Reproduce the following data verbatim, line by line, with no changes.

(Stored data)
********************
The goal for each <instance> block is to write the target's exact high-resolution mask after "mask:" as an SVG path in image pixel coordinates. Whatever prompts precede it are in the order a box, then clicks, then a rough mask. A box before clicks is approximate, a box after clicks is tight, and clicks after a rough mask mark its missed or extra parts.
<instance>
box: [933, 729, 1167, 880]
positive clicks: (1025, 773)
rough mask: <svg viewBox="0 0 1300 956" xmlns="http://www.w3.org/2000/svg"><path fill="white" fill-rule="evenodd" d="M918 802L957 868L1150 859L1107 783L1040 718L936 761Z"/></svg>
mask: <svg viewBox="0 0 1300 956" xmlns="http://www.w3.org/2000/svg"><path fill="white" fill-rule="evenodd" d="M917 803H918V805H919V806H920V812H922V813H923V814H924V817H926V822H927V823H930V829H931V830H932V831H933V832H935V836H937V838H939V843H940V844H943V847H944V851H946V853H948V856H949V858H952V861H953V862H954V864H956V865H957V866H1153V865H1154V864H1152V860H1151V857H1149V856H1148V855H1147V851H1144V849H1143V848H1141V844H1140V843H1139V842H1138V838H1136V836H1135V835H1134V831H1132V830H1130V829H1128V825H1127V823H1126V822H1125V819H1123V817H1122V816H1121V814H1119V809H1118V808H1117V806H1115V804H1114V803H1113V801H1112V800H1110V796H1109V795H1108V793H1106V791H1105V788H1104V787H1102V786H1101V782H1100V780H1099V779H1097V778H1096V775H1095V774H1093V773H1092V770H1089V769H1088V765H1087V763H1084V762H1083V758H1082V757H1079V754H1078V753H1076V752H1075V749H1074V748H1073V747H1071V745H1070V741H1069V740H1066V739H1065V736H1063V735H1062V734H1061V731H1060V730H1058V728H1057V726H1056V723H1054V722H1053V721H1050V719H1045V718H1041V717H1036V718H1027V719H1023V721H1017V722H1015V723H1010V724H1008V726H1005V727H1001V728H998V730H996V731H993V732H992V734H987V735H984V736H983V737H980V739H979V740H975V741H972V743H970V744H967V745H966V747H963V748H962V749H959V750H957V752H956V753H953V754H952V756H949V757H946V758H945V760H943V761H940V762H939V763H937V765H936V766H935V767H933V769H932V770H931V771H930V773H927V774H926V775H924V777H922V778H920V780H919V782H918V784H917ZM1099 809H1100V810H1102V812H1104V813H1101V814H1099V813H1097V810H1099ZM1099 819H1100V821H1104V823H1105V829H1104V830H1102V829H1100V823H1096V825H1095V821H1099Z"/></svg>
********************
> **RESULT OF THIS TASK**:
The goal for each <instance> block is to write the target's exact high-resolution mask after "mask:" as an SVG path in image pixel coordinates. Whatever prompts precede it are in the order a box, then clicks, then a rough mask. A box before clicks is approximate, a box after clicks is tight, and clicks after a rough mask mark its missed or extra parts.
<instance>
box: [933, 729, 1167, 880]
positive clicks: (1025, 773)
rough mask: <svg viewBox="0 0 1300 956" xmlns="http://www.w3.org/2000/svg"><path fill="white" fill-rule="evenodd" d="M918 802L957 868L1150 859L1107 783L1040 718L936 761Z"/></svg>
mask: <svg viewBox="0 0 1300 956" xmlns="http://www.w3.org/2000/svg"><path fill="white" fill-rule="evenodd" d="M917 803H918V805H919V806H920V812H922V813H923V814H924V817H926V822H927V823H930V829H931V830H932V831H933V832H935V836H937V838H939V843H940V844H943V847H944V851H946V853H948V856H949V858H952V861H953V862H954V864H956V865H957V866H1153V865H1154V864H1152V860H1151V857H1149V856H1148V855H1147V851H1144V849H1143V848H1141V844H1140V843H1139V842H1138V838H1136V836H1135V835H1134V831H1132V830H1130V829H1128V825H1127V823H1126V822H1125V819H1123V817H1122V816H1121V814H1119V809H1118V808H1117V806H1115V804H1114V803H1113V801H1112V800H1110V796H1109V795H1108V793H1106V791H1105V788H1104V787H1102V786H1101V782H1100V780H1099V779H1097V778H1096V775H1095V774H1093V773H1092V770H1089V769H1088V765H1087V763H1084V762H1083V758H1082V757H1079V754H1078V753H1076V752H1075V749H1074V748H1073V747H1071V745H1070V741H1069V740H1066V739H1065V736H1063V735H1062V734H1061V731H1060V730H1058V728H1057V726H1056V723H1054V722H1053V721H1050V719H1045V718H1041V717H1036V718H1027V719H1023V721H1017V722H1015V723H1010V724H1008V726H1005V727H1001V728H998V730H996V731H993V732H992V734H987V735H984V736H983V737H980V739H979V740H975V741H972V743H970V744H967V745H966V747H963V748H962V749H959V750H957V752H956V753H953V754H952V756H949V757H946V758H945V760H943V761H940V762H939V763H937V765H936V766H935V767H933V769H932V770H931V771H930V773H927V774H926V775H924V777H922V778H920V780H919V782H918V784H917ZM1099 809H1100V810H1102V812H1104V813H1101V814H1099V813H1097V810H1099ZM1099 819H1100V821H1104V823H1105V829H1104V830H1102V829H1100V823H1096V825H1095V821H1099Z"/></svg>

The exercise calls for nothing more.